Antonio Caronia ama definirsi studioso di immaginario tecnologico.
A lui abbiamo chiesto che rapporto c'è tra la scienza e la fantascienza,
in un momento in cui le scoperte scientifiche sembrano andare più
veloci della fantasia
Tu hai scritto un libro, che fra l'altro sta per essere ripubblicato
a distanza di molti anni, evidentemente aggiornato, che si chiama "il
Cyborg". La fantascienza aveva previsto tutto questo? La fantascienza
tradizionale, o il cyberpunk?
Se per prevedere si intende prevedere i singoli oggetti, i singoli manufatti
o anche certe tendenze tecnologiche direi di no, c'è un calo
clamoroso. Tutta la fantascienza degli anni Cinquanta - sessanta fino
agli anni Settanta inoltrati, per esempio, continuava a parlare di computer
giganteschi sempre più grandi: quindi non aveva previsto la miniaturizzazione.

________________________

▶ **Esercizi**:
[A] Ricopia dall'intervista il passo che va da «Antonio Caronia ama» a «previsto la miniaturizzazione.», senza cambiare nulla.
[B] Rispondi a queste domande sull'intervista:
(i) Come ama definirsi Antonio Caronia?
(ii) Che titolo ha il libro citato nella prima domanda?
(iii) Di quali computer continuava a parlare la fantascienza dagli anni Cinquanta agli anni Settanta inoltrati?
Le voci qui sotto provengono da una fonte diversa.

________________________

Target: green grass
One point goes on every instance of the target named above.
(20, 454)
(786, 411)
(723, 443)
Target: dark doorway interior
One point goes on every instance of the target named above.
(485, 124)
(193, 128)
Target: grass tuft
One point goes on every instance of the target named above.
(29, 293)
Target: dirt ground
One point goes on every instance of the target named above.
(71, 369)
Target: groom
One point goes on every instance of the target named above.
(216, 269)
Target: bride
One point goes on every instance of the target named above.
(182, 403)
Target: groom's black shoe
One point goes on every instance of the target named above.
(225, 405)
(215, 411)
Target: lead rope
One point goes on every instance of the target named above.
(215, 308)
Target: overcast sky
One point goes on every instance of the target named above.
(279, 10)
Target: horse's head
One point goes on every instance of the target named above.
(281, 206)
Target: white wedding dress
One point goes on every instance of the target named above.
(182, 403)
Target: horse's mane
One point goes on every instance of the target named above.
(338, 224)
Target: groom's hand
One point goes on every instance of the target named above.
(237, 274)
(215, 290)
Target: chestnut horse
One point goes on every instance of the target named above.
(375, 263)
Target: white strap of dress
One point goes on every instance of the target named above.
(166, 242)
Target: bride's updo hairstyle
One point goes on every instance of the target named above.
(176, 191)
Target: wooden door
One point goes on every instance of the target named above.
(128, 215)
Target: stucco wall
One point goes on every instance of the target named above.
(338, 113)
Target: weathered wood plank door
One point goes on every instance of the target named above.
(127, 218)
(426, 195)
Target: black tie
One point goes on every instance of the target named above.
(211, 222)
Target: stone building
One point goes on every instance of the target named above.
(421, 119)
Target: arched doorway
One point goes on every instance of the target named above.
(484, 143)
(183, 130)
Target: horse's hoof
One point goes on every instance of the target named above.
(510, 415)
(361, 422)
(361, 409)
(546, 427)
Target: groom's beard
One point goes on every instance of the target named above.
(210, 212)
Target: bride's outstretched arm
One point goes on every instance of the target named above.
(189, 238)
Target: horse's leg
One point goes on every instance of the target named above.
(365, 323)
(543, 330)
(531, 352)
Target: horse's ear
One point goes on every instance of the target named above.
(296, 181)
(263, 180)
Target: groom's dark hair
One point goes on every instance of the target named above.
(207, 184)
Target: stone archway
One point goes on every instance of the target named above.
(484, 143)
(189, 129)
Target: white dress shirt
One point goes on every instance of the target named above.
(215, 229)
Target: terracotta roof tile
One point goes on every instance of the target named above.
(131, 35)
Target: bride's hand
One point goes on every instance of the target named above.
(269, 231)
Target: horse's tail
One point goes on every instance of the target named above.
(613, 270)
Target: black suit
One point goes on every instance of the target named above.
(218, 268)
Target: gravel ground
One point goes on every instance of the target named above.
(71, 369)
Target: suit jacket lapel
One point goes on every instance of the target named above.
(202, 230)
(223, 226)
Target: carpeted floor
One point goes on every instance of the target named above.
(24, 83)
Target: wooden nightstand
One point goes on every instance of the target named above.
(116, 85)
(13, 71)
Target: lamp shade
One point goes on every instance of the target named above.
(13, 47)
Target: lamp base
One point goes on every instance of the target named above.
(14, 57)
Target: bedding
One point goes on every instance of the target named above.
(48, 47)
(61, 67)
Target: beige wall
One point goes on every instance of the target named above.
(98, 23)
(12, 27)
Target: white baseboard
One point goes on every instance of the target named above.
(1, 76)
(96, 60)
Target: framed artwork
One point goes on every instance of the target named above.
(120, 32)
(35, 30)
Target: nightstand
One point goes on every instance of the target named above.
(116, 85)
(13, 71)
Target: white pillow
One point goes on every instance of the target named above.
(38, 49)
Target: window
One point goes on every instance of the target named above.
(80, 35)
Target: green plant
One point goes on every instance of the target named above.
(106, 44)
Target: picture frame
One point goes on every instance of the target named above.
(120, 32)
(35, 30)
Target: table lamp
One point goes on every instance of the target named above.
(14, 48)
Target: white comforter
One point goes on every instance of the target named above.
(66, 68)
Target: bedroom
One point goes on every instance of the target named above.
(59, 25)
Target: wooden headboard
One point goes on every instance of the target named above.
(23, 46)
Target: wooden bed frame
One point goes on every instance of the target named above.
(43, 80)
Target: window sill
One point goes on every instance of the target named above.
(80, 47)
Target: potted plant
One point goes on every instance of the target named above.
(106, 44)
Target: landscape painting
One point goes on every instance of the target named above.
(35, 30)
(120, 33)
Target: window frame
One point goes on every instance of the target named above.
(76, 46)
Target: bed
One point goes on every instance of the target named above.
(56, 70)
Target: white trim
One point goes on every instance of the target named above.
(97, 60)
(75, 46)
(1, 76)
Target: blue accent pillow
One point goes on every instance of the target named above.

________________________

▶ **Soluzioni**:
[A]
Antonio Caronia ama definirsi studioso di immaginario tecnologico.
A lui abbiamo chiesto che rapporto c'è tra la scienza e la fantascienza,
in un momento in cui le scoperte scientifiche sembrano andare più
veloci della fantasia
Tu hai scritto un libro, che fra l'altro sta per essere ripubblicato
a distanza di molti anni, evidentemente aggiornato, che si chiama "il
Cyborg". La fantascienza aveva previsto tutto questo? La fantascienza
tradizionale, o il cyberpunk?
Se per prevedere si intende prevedere i singoli oggetti, i singoli manufatti
o anche certe tendenze tecnologiche direi di no, c'è un calo
clamoroso. Tutta la fantascienza degli anni Cinquanta - sessanta fino
agli anni Settanta inoltrati, per esempio, continuava a parlare di computer
giganteschi sempre più grandi: quindi non aveva previsto la miniaturizzazione.

[B]
(i) Studioso di immaginario tecnologico.
(ii) «il Cyborg».
(iii) Di computer giganteschi, sempre più grandi.